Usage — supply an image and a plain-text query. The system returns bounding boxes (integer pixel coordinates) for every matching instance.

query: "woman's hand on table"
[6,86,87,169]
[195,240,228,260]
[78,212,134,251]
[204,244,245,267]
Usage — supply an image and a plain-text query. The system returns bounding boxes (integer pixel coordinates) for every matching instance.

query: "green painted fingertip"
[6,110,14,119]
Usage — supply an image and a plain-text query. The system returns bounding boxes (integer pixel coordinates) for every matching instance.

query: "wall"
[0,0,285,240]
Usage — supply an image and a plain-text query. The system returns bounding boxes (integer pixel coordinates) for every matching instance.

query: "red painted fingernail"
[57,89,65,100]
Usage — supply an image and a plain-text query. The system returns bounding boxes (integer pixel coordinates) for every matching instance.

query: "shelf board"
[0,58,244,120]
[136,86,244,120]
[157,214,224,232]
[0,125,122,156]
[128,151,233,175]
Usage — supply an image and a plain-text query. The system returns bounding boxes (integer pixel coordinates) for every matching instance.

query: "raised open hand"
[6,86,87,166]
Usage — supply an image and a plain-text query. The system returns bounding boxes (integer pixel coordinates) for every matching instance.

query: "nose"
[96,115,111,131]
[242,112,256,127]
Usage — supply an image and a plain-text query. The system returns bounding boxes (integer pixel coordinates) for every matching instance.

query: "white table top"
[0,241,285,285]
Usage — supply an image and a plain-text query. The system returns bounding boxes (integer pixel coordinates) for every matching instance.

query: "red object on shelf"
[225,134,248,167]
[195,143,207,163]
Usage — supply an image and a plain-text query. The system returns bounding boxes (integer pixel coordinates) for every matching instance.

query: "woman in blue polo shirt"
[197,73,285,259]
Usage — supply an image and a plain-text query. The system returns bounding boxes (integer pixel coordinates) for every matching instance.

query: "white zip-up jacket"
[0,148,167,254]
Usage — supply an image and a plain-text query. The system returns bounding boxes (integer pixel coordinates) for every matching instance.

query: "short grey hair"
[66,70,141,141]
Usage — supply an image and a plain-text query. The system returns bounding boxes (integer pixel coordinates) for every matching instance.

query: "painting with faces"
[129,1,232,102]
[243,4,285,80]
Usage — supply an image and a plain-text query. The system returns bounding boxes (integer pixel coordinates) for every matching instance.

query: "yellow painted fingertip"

The request – Please write out the listing above again, swapping each "plain-text query" for "text prompt" and keeping everything else as it is.

The result –
Usage — supply an image and a text prompt. The system returns bounding boxes (integer pixel coordinates) for every matching instance.

query: "woman's hand on table"
[6,86,87,169]
[195,240,228,260]
[78,212,134,251]
[204,244,245,267]
Usage — supply an image and a text prompt. The system returns bounding boxes (integer pixel coordinates) for every matching instance.

query: "green painted fingertip"
[6,110,14,119]
Usage — supply an image and a text prompt. The system returns bounding boxes (integer pixel coordinates) for every matching instance.

query: "wall"
[0,0,285,240]
Usage — supply an image and a text prompt. The system returns bounding boxes (integer pixel coordinates) for every matching instance.

query: "red painted fingernail"
[57,89,65,100]
Usage — supply an image and a text prompt. The system returns bounding boxes (integer pixel coordinates) for every matching instance.

query: "shelf board"
[0,58,244,120]
[136,86,244,120]
[157,214,224,232]
[0,125,122,156]
[128,151,233,175]
Usage — supply an image and a text prompt. The system returns bounding boxes (integer pixel coordinates) for every matching instance.

query: "raised open hand"
[6,86,87,166]
Usage — supply an image and a text prompt. The system returns bounding boxes (integer pixel coordinates) for every matching instance.

query: "nose"
[96,115,111,131]
[242,112,256,127]
Usage — supply an image and a text prompt. The system returns bounding boxes (integer pixel coordinates) for every matching instance.

query: "white table top"
[0,241,285,285]
Usage — supply an image and a text prompt. The system returns bounding boxes (integer pixel coordinates) for every matching instance.

query: "red object on shelf"
[225,134,248,167]
[195,143,207,163]
Usage — supply an image and a text prompt. The system returns bounding boxes (integer pixel coordinates) for every matching instance.

query: "woman in blue polo shirt"
[197,73,285,259]
Usage — supply an image and a text prompt. The system returns bounding boxes (integer pixel coordinates) for every matching instance.

query: "white zip-up jacket"
[0,148,167,254]
Usage — supply an image and a text prompt. The system returns bounding boxes (integer pixel coordinates) for every matching instance.

query: "short grey hair"
[66,70,141,141]
Usage — supply an image and a text prompt. The system returns bounding boxes (integer pixel coordinates) for every matching instance.

query: "painting with faces"
[129,1,232,102]
[243,4,285,80]
Usage — supply an image and a text prompt. The system returns bounding boxes (integer pixel coordinates) for every matching instance.

query: "yellow painted fingertip"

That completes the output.